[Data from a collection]
⁂

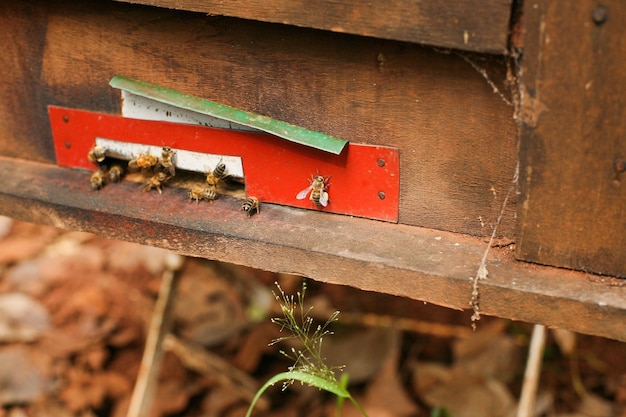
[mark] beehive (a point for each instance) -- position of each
(506, 118)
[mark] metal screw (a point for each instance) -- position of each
(599, 15)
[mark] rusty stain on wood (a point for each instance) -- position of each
(413, 262)
(572, 211)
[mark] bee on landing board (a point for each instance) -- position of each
(317, 188)
(156, 181)
(116, 173)
(202, 193)
(251, 205)
(166, 163)
(98, 179)
(144, 162)
(217, 175)
(96, 154)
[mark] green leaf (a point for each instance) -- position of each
(308, 379)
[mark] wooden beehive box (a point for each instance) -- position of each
(507, 117)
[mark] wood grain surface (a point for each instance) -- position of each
(457, 138)
(471, 25)
(573, 199)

⁂

Problem to work on - Please format the data from the line containing "[mark] metal screw" through the end of the data as a Markdown table with the columns No. and Line, numbering each row and leaving out blank lines.

Exercise output -
| No. | Line |
|---|---|
| 1 | [mark] metal screw (a point for each instance) -- position of each |
| 2 | (599, 15) |
| 3 | [mark] rusty stain on wood (a point for each instance) -- position of each |
| 4 | (413, 262) |
| 5 | (572, 211) |
| 6 | [mark] bee on landing board (a point for each instance) -- position of each |
| 7 | (317, 188) |
| 8 | (156, 181) |
| 9 | (116, 173) |
| 10 | (202, 193) |
| 11 | (251, 205) |
| 12 | (166, 163) |
| 13 | (98, 179) |
| 14 | (144, 162) |
| 15 | (217, 175) |
| 16 | (96, 154) |
| 17 | [mark] green leaf (a point for each instance) -- position of each |
| 18 | (308, 379) |
| 19 | [mark] wooden beehive box (a point for each instance) -- position of each |
| 20 | (507, 117) |
| 21 | [mark] wood grain surface (a point for each instance) -- position of each |
| 22 | (457, 138) |
| 23 | (471, 25) |
| 24 | (573, 199) |